• **Page extract**
--------------------------------------------------

It is a creatively complicated ensemble of thoughts – the history of complex family relationships as well as a race and a nation unfolding slowly, secrets being revealed as the fullness of one character after another takes place. At one point it will make you cry and then it will shock you. It offers an emotional roller coaster that will both make you want to slap the book shut at times and never stop reading at others.
Perhaps that was it. I couldn’t take another depressing family story. And so with a heavy heart, ninety-four unread pages and a hope to revive my old reading self, I wrote the date and time I decided to stop flipping and moved on with an art fiction.




Wednesday, April 20, 2011

A Mentor’s Musing: On Teaching Writing II


(In which I once again had to listen to her evaluation.)

***
First she evaluated the test I made. Today, Mileah criticized the textbook we’re using in our reading and writing class. Since she passed the level test last week, we are now on a new book. And because she will only be staying for a month, we found the idea of using the fourth book in Our-Previous-Book series impractical due to its length. So instead, we decided to use the third in Our-New-Book series.

--------------------------------------------------

• **Exercise inputs**
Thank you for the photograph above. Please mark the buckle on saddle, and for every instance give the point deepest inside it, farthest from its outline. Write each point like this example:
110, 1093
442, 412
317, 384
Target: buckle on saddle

--------------------------------------------------

• **Exercise tasks**
[A] Reproduce every line of the entries above, word for word and in their original order.
[B] Write what comes next in the blog post on teaching writing, beginning after its final sentence.

• **Results for each task**
[A]
Thank you for the photograph above. Please mark the buckle on saddle, and for every instance give the point deepest inside it, farthest from its outline. Write each point like this example:
110, 1093
442, 412
317, 384
Target: buckle on saddle

[B]
The book unfolds with a chapter on description. I thought, and she greed, that since it combines reading, comprehension and vocabulary, grammar and specific writing skills, the book is cool. The first reading selection was about a famous Indian landmark. Then a list of vocabulary from the reading, arranged according to parts of speech, then a fill-in-the-blanks activity wherein the students are supposed to choose the answer from the list. On the page that follows were a set of pictures that appeared to be a step-by-step tour guide of the Indian landmark, which I made her answer as an assignment, by the way. This was when she started evaluating.
“Mmmm . . . I think . . . this exercise is not good,” she began.
“What do you mean? It’s boring?”
“Uhmm”, she hesitated, “I know it will . . . make me understand this place but . . . I just look at the story again to answer it. I think it’s unnecessary,” she uttered in between her signature air-sucking motion.
“Well, it’s good that you know what that’s for. But since the lesson is about describing a place, this activity was made to widen your imagination – so you can imagine the inner structure of the landmark. And besides, not all students are comfortable imagining through text alone. That’s why there’s a picture there,” I explained.
Mileah just nodded and we went on to the grammar activities in the book that were comprised of adjective and preposition exercises as well as sentence construction activities executed by utilizing the aforementioned parts of speech. Here was where another section of her thoughts came in.
“But this is easy,” she said.
“Then that’s good,” I remarked, trying my best not to sound sarcastic.
“But I just have to copy from the story and make sentences using the adjectives,” she complained.
“Who says you should just copy from the text? The activity asks you to create sentences – grammatically correct sentences, by using the adjectives. But that doesn’t mean you should be contented in using the exact lines from the article or using basic sentences.”
“Mmmm. . . Okay,” she conceded, or so I thought.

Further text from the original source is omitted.